**WHAT THE TASK ASKS**
Give every line of the data again, unchanged, but with no pictures.

Entries taken from a collection:
## Begin
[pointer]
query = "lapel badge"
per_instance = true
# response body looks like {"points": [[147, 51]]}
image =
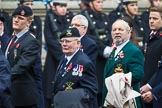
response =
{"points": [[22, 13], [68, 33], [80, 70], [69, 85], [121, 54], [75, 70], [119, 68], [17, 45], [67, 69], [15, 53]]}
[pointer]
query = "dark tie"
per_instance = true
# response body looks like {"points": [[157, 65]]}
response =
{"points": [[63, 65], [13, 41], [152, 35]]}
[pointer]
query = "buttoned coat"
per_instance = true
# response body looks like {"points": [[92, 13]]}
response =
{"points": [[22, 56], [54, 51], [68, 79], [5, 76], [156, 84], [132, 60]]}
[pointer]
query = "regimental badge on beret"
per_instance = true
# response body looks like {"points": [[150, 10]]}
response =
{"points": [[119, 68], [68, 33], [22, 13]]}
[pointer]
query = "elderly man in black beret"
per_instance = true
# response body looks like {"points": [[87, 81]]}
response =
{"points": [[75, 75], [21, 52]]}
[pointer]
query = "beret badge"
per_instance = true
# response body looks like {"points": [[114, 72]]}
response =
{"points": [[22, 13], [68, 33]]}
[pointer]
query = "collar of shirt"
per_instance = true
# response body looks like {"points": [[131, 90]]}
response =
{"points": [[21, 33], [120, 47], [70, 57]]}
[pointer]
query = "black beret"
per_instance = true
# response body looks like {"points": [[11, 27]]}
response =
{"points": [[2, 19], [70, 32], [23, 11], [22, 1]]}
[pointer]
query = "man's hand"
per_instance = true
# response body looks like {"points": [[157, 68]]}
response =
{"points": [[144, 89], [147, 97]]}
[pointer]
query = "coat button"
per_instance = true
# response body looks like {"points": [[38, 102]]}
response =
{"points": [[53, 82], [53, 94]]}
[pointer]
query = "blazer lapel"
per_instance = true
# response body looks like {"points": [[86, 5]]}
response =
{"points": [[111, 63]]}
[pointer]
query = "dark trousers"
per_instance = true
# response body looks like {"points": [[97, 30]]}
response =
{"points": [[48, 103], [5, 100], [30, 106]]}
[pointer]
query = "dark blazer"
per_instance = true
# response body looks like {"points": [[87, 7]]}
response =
## End
**TASK RESULT**
[pointer]
query = "lapel badge"
per_instance = true
# response body looks like {"points": [[147, 51]]}
image =
response =
{"points": [[22, 13], [68, 33], [80, 70], [69, 85], [121, 54], [75, 70], [119, 68], [17, 45], [67, 69], [15, 53]]}
[pointer]
query = "dark tie"
per_instance = true
# response body looks like {"points": [[157, 65]]}
response =
{"points": [[63, 65], [13, 41], [152, 35]]}
[pointer]
query = "buttoned coat"
per_instance = true
# response body looks like {"points": [[92, 13]]}
response =
{"points": [[22, 56], [54, 51], [68, 79], [5, 76], [156, 84], [132, 60]]}
[pointer]
query = "regimental badge on beret"
per_instance = true
# response body looks like {"points": [[150, 10]]}
response =
{"points": [[119, 68], [68, 33], [22, 13]]}
[pointer]
query = "elderly man in black beret"
per_instance = true
# response body looks like {"points": [[87, 81]]}
response =
{"points": [[75, 75], [21, 52]]}
[pointer]
query = "beret badge"
per_instance = true
# response body looks like {"points": [[114, 72]]}
response =
{"points": [[22, 13], [68, 33]]}
[pointer]
query = "collar of shirt"
per_instance = true
# response body looks like {"points": [[131, 90]]}
response =
{"points": [[21, 33], [120, 47], [70, 57]]}
[pointer]
query = "black beret"
per_instance = true
# response body looks like {"points": [[11, 27]]}
response =
{"points": [[2, 19], [70, 32], [23, 11], [22, 1]]}
[pointer]
query = "man's hand"
per_instance = true
# response body looks like {"points": [[157, 68]]}
response =
{"points": [[144, 89], [147, 97]]}
[pointer]
query = "coat button"
per_instance = true
# response body looks like {"points": [[38, 102]]}
response =
{"points": [[53, 82], [53, 94]]}
[pointer]
query = "blazer lapel"
per_instance = true
# response body looks like {"points": [[86, 5]]}
response =
{"points": [[111, 63]]}
[pointer]
query = "dark trousers"
per_instance = true
# response body looks like {"points": [[97, 30]]}
response =
{"points": [[48, 103], [5, 100], [30, 106]]}
[pointer]
query = "dark blazer"
per_instance = true
# response body looks like {"points": [[87, 7]]}
response =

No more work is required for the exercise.